Repeat exactly the lines from the line containing "Question. Point out each instance of the dark" through the last line of the records below, inclusive, and nothing else.

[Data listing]
___

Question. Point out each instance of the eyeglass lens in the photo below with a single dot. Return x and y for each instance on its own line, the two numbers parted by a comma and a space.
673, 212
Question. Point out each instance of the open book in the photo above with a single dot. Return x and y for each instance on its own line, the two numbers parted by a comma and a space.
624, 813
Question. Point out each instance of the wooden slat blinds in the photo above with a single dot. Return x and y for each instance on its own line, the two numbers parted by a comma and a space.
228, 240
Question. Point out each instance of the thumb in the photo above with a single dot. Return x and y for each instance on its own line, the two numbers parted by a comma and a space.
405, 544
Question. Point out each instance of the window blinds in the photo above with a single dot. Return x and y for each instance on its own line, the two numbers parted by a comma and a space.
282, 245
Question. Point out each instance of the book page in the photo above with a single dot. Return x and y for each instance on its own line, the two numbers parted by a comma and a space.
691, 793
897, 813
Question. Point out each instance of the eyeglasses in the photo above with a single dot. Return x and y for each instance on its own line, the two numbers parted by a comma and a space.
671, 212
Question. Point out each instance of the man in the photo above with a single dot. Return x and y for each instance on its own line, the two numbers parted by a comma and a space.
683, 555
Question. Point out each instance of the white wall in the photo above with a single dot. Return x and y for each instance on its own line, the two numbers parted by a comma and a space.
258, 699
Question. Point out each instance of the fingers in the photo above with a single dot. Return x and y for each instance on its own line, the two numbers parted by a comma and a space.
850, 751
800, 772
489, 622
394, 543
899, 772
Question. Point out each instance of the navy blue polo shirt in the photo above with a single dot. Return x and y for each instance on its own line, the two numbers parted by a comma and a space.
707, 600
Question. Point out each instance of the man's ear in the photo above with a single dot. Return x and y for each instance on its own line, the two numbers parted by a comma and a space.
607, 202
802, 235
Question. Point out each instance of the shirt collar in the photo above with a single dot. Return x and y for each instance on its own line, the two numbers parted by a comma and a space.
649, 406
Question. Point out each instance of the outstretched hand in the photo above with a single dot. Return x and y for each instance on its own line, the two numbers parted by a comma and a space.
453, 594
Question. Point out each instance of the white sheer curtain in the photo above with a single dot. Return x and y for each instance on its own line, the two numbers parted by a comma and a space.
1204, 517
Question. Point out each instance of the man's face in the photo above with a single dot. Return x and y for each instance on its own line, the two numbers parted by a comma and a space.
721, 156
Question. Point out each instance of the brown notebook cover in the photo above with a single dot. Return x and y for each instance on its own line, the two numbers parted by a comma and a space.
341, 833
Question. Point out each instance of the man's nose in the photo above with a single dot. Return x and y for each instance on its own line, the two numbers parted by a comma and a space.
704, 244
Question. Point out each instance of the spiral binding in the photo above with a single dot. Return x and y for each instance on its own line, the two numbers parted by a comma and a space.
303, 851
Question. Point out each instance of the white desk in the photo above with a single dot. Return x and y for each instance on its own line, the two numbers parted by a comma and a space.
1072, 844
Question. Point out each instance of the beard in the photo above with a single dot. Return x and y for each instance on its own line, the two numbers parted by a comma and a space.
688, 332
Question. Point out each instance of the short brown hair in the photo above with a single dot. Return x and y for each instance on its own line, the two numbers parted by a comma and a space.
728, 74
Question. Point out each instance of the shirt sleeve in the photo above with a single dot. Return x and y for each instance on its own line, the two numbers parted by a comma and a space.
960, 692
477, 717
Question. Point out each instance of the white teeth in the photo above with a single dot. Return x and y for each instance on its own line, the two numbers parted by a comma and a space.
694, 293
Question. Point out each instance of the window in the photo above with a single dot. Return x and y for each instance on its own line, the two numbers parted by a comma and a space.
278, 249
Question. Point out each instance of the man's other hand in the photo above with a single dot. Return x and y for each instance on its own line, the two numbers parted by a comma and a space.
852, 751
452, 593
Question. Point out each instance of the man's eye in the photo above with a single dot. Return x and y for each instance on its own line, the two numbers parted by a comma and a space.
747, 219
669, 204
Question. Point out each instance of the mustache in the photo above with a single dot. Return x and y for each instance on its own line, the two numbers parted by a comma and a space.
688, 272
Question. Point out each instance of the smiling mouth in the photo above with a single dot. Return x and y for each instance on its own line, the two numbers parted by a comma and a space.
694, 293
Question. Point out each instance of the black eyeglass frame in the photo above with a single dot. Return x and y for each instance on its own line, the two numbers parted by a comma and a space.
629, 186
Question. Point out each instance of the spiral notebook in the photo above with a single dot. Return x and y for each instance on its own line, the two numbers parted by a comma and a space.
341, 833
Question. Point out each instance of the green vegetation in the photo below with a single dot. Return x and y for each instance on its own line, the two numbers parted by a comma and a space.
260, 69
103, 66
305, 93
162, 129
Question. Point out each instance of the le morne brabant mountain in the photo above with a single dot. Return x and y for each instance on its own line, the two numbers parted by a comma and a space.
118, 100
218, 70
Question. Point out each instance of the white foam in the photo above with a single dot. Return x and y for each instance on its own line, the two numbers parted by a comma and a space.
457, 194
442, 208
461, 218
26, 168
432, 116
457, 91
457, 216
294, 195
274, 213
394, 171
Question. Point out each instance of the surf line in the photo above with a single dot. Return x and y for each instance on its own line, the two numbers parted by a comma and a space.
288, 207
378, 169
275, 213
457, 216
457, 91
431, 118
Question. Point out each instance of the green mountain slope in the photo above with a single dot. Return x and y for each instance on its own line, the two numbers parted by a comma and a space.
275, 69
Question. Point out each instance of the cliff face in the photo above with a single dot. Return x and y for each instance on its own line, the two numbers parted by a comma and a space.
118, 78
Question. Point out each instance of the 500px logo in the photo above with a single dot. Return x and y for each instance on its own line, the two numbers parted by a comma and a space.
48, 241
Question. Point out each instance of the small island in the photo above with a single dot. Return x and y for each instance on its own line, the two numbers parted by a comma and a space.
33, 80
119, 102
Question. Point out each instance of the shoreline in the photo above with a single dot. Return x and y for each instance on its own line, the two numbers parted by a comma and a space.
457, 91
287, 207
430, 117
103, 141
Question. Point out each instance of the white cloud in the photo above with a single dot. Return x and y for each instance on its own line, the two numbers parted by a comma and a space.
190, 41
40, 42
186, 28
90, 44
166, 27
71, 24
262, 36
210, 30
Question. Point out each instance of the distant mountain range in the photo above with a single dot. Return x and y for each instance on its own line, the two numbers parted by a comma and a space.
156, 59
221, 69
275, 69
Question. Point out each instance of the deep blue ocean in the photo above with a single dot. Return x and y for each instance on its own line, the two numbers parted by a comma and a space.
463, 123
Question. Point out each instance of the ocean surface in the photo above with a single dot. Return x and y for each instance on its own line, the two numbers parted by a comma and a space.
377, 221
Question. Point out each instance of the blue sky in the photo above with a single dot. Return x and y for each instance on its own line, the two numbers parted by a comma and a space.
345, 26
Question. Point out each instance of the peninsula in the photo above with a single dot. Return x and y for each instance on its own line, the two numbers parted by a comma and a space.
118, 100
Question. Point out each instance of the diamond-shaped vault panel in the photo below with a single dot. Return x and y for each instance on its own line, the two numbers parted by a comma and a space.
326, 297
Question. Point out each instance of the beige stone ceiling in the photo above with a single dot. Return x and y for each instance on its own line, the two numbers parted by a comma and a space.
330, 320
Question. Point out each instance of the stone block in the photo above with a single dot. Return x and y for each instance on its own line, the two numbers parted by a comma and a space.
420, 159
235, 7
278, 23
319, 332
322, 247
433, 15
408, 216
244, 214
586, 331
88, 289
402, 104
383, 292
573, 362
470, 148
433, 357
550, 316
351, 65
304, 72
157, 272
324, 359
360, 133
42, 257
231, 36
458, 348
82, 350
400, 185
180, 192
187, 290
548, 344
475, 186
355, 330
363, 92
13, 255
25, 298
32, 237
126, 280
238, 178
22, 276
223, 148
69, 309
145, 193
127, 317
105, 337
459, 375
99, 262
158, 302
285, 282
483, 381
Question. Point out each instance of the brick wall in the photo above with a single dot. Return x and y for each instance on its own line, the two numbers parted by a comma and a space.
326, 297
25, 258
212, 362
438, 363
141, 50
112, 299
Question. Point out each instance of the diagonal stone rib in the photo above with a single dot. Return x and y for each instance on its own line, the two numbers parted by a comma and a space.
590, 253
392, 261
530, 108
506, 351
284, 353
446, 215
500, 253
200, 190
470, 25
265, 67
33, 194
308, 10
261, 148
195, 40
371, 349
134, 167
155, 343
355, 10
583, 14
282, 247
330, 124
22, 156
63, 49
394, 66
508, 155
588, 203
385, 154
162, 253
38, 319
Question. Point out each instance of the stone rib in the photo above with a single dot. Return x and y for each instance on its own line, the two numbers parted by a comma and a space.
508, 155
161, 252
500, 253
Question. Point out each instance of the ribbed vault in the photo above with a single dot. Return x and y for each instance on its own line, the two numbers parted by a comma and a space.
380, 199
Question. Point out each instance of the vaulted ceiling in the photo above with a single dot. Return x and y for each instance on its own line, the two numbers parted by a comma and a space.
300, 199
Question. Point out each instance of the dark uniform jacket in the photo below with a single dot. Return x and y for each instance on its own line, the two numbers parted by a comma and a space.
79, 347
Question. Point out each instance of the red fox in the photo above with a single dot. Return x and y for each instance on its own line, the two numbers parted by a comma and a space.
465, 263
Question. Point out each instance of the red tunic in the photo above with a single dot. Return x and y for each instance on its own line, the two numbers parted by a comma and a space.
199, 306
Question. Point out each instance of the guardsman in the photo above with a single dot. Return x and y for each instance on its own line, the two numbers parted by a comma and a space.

___

__Exercise solution__.
Question. Point out each instance of the dark uniform jacket in the photo below with a single dot. Return x and y for each instance on its own line, the two numbers parted by a comma and a space.
79, 347
Question. Point out each instance of the red fox in the photo above with a single dot. Return x and y for each instance on its own line, the two numbers parted by a comma and a space.
465, 263
Question. Point out each instance of the red tunic in the photo above with a single dot. Return x and y for each instance on its own line, the two numbers parted by a comma and a space.
199, 306
Question. Point out each instance of the guardsman in the photo above with a single dot. Return x and y for each instance on its own line, the two numbers parted by a comma and a space.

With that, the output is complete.